Short exercise
Return nothing but the lines from the line containing "Would you mind telling me where the person's" through the last line of the records, reproduced exactly.

Information provided

>>>

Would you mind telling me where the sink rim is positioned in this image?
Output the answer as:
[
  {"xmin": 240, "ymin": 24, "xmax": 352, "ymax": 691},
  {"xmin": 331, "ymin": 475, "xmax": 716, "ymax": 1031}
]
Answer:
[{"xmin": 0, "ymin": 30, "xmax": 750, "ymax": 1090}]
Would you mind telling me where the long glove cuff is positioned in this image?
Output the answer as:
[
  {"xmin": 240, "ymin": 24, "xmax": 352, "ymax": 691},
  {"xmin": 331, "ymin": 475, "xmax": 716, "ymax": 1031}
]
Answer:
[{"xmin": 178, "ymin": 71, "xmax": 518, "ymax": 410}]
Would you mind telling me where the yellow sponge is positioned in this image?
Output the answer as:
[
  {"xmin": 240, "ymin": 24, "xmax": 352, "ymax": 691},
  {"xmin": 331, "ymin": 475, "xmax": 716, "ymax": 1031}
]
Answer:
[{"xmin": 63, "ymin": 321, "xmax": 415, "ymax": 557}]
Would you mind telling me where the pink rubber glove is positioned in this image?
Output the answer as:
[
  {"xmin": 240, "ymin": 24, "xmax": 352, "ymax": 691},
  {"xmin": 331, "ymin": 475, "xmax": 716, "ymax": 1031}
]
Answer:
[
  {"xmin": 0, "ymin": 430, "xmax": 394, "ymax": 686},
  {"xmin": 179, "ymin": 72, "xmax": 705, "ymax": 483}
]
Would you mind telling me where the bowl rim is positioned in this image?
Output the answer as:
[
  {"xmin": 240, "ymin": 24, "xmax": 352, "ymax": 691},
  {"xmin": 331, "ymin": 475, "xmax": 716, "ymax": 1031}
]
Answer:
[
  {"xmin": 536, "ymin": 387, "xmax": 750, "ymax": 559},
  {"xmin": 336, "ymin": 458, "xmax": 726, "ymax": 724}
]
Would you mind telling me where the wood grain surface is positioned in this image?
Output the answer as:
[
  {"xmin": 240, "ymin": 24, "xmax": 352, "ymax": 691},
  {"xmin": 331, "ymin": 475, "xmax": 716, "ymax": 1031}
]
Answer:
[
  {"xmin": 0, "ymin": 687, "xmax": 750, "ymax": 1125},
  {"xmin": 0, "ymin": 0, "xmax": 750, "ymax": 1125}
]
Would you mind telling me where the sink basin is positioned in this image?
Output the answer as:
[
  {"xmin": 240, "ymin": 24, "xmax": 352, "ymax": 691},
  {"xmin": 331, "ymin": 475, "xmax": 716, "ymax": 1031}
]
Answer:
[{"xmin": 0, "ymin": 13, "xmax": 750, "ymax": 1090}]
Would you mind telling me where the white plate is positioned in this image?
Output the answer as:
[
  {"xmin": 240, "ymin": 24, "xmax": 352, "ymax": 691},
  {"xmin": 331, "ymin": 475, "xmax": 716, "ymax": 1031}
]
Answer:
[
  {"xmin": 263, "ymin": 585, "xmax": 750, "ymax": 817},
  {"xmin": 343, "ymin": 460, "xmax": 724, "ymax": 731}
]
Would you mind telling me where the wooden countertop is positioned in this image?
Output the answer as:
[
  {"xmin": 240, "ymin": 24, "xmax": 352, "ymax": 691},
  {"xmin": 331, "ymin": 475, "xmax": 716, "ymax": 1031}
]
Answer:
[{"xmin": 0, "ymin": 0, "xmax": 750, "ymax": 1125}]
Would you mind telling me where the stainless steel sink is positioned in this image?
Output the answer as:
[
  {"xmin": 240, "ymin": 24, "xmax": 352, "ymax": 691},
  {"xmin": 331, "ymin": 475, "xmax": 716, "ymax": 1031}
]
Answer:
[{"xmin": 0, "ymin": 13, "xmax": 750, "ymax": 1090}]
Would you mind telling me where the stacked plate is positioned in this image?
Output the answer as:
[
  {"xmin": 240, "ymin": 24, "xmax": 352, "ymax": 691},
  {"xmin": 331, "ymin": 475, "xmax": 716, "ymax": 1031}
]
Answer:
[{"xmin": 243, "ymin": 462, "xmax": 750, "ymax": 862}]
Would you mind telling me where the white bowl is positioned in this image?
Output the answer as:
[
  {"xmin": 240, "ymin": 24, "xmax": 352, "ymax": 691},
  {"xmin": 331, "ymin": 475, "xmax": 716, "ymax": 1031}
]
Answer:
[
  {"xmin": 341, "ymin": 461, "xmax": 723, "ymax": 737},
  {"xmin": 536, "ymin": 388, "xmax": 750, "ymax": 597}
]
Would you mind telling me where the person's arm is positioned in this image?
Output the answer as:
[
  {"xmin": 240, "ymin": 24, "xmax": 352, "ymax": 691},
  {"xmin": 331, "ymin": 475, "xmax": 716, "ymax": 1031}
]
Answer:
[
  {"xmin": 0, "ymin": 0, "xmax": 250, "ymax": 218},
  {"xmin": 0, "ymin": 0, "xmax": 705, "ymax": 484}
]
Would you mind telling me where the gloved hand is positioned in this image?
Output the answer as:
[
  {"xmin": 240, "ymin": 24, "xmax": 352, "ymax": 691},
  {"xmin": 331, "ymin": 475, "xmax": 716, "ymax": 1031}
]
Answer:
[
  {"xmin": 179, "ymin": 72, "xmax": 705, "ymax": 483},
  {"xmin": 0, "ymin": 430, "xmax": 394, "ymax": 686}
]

<<<

Output of the exercise
Would you mind telling me where the person's arm is positioned in this image?
Output the answer as:
[
  {"xmin": 240, "ymin": 24, "xmax": 352, "ymax": 691},
  {"xmin": 331, "ymin": 475, "xmax": 716, "ymax": 1031}
]
Answer:
[
  {"xmin": 0, "ymin": 0, "xmax": 250, "ymax": 218},
  {"xmin": 0, "ymin": 0, "xmax": 705, "ymax": 484}
]
Would you mind telling me where the gloved hand is positioned in this image?
Output the answer as:
[
  {"xmin": 240, "ymin": 24, "xmax": 352, "ymax": 691},
  {"xmin": 331, "ymin": 475, "xmax": 716, "ymax": 1031}
]
Answer:
[
  {"xmin": 179, "ymin": 72, "xmax": 705, "ymax": 483},
  {"xmin": 0, "ymin": 430, "xmax": 394, "ymax": 686}
]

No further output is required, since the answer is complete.